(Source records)
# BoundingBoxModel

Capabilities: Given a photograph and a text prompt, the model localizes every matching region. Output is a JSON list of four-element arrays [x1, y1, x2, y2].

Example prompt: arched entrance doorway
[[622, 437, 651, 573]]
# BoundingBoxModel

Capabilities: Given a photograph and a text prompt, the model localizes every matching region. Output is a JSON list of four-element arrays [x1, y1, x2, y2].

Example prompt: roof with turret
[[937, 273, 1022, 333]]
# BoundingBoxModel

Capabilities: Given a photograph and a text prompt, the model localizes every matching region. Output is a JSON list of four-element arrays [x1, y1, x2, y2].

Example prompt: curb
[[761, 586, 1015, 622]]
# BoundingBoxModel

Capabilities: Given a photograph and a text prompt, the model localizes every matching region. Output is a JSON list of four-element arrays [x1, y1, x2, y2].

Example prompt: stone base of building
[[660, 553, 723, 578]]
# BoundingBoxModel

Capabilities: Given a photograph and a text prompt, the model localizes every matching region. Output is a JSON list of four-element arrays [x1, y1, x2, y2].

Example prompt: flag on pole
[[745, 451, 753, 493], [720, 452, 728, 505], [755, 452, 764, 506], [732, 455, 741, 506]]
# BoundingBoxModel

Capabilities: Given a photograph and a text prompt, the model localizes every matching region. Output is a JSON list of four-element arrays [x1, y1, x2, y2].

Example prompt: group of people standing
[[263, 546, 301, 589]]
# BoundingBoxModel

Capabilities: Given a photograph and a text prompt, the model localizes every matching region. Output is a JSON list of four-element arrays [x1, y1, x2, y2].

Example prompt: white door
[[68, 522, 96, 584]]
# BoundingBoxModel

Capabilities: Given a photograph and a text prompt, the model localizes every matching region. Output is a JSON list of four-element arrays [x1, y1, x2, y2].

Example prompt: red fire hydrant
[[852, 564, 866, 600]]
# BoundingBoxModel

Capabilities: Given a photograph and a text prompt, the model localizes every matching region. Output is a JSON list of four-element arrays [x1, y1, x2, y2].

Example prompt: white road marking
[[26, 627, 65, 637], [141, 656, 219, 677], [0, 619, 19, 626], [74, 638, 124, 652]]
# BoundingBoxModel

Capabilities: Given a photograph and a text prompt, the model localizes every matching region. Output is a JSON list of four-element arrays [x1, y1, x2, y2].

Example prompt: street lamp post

# Exercise
Restate every entry word for word.

# Answer section
# BoundingBoxModel

Capabilities: Given a photograph and a text prompt, the model localizes every matching region. Output is a JSON list of four-element arrays [x1, y1, x2, y2].

Example prompt: arched entrance doorway
[[622, 437, 651, 573]]
# BoundingBoxModel

Capabilities: Given a photograph and a text prompt, the model localizes every matching region. Output is a JSON list of four-element arrays [x1, y1, x2, y2].

Example prompt: roof with turret
[[937, 273, 1022, 333]]
# BoundingBoxModel

Capabilities: Given a photograph and a text prompt, the model localizes every matching region. Output is a JSON list of four-element arrays [x1, y1, x2, y2].

Example prompt: curb
[[761, 586, 1015, 622]]
# BoundingBoxModel

Capabilities: Given a photograph and a text prompt, the model localizes every matching region. Output is a JSON list of four-element arrays [x1, y1, x2, y2].

Example prompt: stone base of building
[[660, 553, 723, 578]]
# BoundingBoxModel

Capabilities: Given a photograph and a text prompt, the model localizes every matching region. Output is a JSON list of four-element arrays [x1, y1, x2, y2].

Example prompt: flag on pole
[[745, 451, 753, 493], [720, 452, 728, 505], [755, 452, 764, 506], [732, 455, 741, 506]]
# BoundingBoxModel

Capabilities: Given a photograph and a text prompt, the model localizes every matching region. Output is a JSON list of four-element arrays [x1, y1, x2, y2].

Example prompt: group of people standing
[[263, 546, 301, 589]]
# BoundingBoxModel

Capabilities: Given a photograph and a text prompt, the model localizes every matching region. Output is a JSON list of four-element arrays [x1, y1, x2, y2].

Example prompt: white door
[[68, 522, 96, 584]]
# BoundingBoxModel

Capabilities: Given a photograph and a text prompt, the model localizes every matching region. Output is a JSON list of four-element arrays [x1, y1, x2, y2].

Example prompt: red fire hydrant
[[852, 564, 866, 600]]
# BoundingBoxModel

Capabilities: Given a photograph and a text prompt, the model localizes every matching region. Output is a JSON list of four-element arrays [x1, y1, x2, y2].

Example prompt: white road marking
[[26, 627, 65, 637], [141, 656, 219, 677], [0, 619, 19, 626], [74, 638, 124, 652]]
# BoundingBoxModel

Capabilities: Given a photograph and a text prompt, the model localizes every matching region. Output is a JSON list of four-element arrays [x1, y1, x2, y2].

Example prompt: street lamp post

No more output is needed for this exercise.